About this exercise :: Copy the full page on analyzing DNA sequence transformations on grids word for word, keeping every line.

Supplied passage ::
▽
Analysis of DNA sequence transformations on grids

  • Authors:
  • Yadnyesh Joshi;Sathish Vadhiyar

  • Affiliations:
  • Supercomputer Education and Research Centre, Indian Institute of Science, Bangalore - 560012, India;Supercomputer Education and Research Centre, Indian Institute of Science, Bangalore - 560012, India

  • Venue:
  • Journal of Parallel and Distributed Computing
  • Year:
  • 2009

Quantified Score

Hi-index 0.00

Visualization

Abstract

Study of the evolution of species or organisms is essential for various biological applications. Evolution is typically studied at the molecular level by analyzing the mutations of DNA sequences of organisms. Techniques have been developed for building phylogenetic or evolutionary trees for a set of sequences. Though phylogenetic trees capture the overall evolutionary relationships among the sequences, they do not reveal fine-level details of the evolution. In this work, we attempt to resolve various fine-level sequence transformation details associated with a phylogenetic tree using cellular automata. In particular, our work tries to determine the cellular automata rules for neighbor-dependent mutations of segments of DNA sequences. We also determine the number of time steps needed for evolution of a progeny from an ancestor and the unknown segments of the intermediate sequences in the phylogenetic tree. Due to the existence of vast number of cellular automata rules, we have developed a grid system that performs parallel guided explorations of the rules on grid resources. We demonstrate our techniques by conducting experiments on a grid comprising machines in three countries and obtaining potentially useful statistics regarding evolutions in three HIV sequences. In particular, our work is able to verify the phenomenon of neighbor-dependent mutations and find that certain combinations of neighbor-dependent mutations, defined by a cellular automata rule, occur with greater than 90% probability. We also find the average number of time steps for mutations for some branches of phylogenetic tree over a large number of possible transformations with standard deviations less than 2.
△
Excerpted records ::
▽
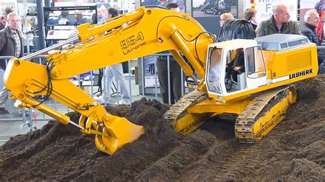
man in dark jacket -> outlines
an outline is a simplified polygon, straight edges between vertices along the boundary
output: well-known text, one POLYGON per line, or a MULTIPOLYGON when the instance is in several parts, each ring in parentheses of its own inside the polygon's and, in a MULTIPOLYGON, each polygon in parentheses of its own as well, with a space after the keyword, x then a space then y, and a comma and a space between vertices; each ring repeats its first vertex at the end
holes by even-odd
POLYGON ((274 34, 301 35, 297 22, 291 21, 289 18, 290 14, 287 6, 284 5, 275 5, 273 9, 272 17, 261 23, 257 37, 274 34))
MULTIPOLYGON (((304 14, 304 23, 301 25, 300 30, 302 35, 306 36, 311 42, 320 46, 322 42, 318 40, 318 36, 316 33, 316 27, 320 21, 320 16, 315 10, 310 10, 304 14)), ((318 65, 320 65, 323 61, 323 52, 322 50, 317 50, 318 65)))
POLYGON ((4 29, 5 27, 5 23, 7 23, 7 16, 14 12, 14 10, 11 8, 10 7, 6 7, 5 10, 3 10, 3 16, 1 17, 2 18, 2 22, 0 23, 0 30, 4 29))
MULTIPOLYGON (((7 26, 0 31, 0 55, 14 56, 21 57, 23 56, 23 49, 21 40, 21 33, 18 29, 19 17, 15 12, 11 12, 8 15, 7 26)), ((0 66, 2 69, 5 68, 5 60, 0 60, 0 66)), ((8 90, 3 87, 0 92, 0 114, 8 113, 5 109, 5 103, 9 96, 8 90)))

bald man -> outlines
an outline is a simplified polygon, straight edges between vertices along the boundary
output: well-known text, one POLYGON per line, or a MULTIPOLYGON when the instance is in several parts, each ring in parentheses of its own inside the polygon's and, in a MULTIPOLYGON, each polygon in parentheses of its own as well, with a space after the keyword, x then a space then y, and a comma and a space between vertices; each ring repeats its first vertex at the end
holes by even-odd
POLYGON ((282 4, 276 5, 272 11, 272 17, 261 23, 257 37, 274 34, 301 35, 297 22, 289 20, 290 14, 287 6, 282 4))

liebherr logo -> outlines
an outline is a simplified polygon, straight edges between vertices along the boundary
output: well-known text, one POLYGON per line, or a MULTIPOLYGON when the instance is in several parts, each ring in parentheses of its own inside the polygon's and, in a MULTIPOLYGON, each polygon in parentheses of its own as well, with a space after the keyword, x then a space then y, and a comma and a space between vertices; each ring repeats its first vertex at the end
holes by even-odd
POLYGON ((146 42, 143 40, 145 40, 145 37, 143 36, 142 31, 139 31, 136 37, 135 35, 133 35, 132 36, 128 37, 128 38, 123 40, 119 43, 121 48, 123 50, 123 53, 124 55, 127 55, 133 51, 134 50, 136 50, 139 47, 145 45, 146 42), (141 42, 139 43, 139 42, 141 42))
POLYGON ((289 75, 289 79, 294 79, 306 75, 309 75, 313 73, 313 69, 309 69, 306 70, 303 70, 298 73, 295 73, 289 75))

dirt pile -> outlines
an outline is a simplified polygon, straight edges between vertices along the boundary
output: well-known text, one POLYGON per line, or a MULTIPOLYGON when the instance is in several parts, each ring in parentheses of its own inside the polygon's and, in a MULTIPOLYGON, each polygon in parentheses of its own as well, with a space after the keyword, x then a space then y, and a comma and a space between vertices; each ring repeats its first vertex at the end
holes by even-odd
△
Output of the task ::
Analysis of DNA sequence transformations on grids

  • Authors:
  • Yadnyesh Joshi;Sathish Vadhiyar

  • Affiliations:
  • Supercomputer Education and Research Centre, Indian Institute of Science, Bangalore - 560012, India;Supercomputer Education and Research Centre, Indian Institute of Science, Bangalore - 560012, India

  • Venue:
  • Journal of Parallel and Distributed Computing
  • Year:
  • 2009

Quantified Score

Hi-index 0.00

Visualization

Abstract

Study of the evolution of species or organisms is essential for various biological applications. Evolution is typically studied at the molecular level by analyzing the mutations of DNA sequences of organisms. Techniques have been developed for building phylogenetic or evolutionary trees for a set of sequences. Though phylogenetic trees capture the overall evolutionary relationships among the sequences, they do not reveal fine-level details of the evolution. In this work, we attempt to resolve various fine-level sequence transformation details associated with a phylogenetic tree using cellular automata. In particular, our work tries to determine the cellular automata rules for neighbor-dependent mutations of segments of DNA sequences. We also determine the number of time steps needed for evolution of a progeny from an ancestor and the unknown segments of the intermediate sequences in the phylogenetic tree. Due to the existence of vast number of cellular automata rules, we have developed a grid system that performs parallel guided explorations of the rules on grid resources. We demonstrate our techniques by conducting experiments on a grid comprising machines in three countries and obtaining potentially useful statistics regarding evolutions in three HIV sequences. In particular, our work is able to verify the phenomenon of neighbor-dependent mutations and find that certain combinations of neighbor-dependent mutations, defined by a cellular automata rule, occur with greater than 90% probability. We also find the average number of time steps for mutations for some branches of phylogenetic tree over a large number of possible transformations with standard deviations less than 2.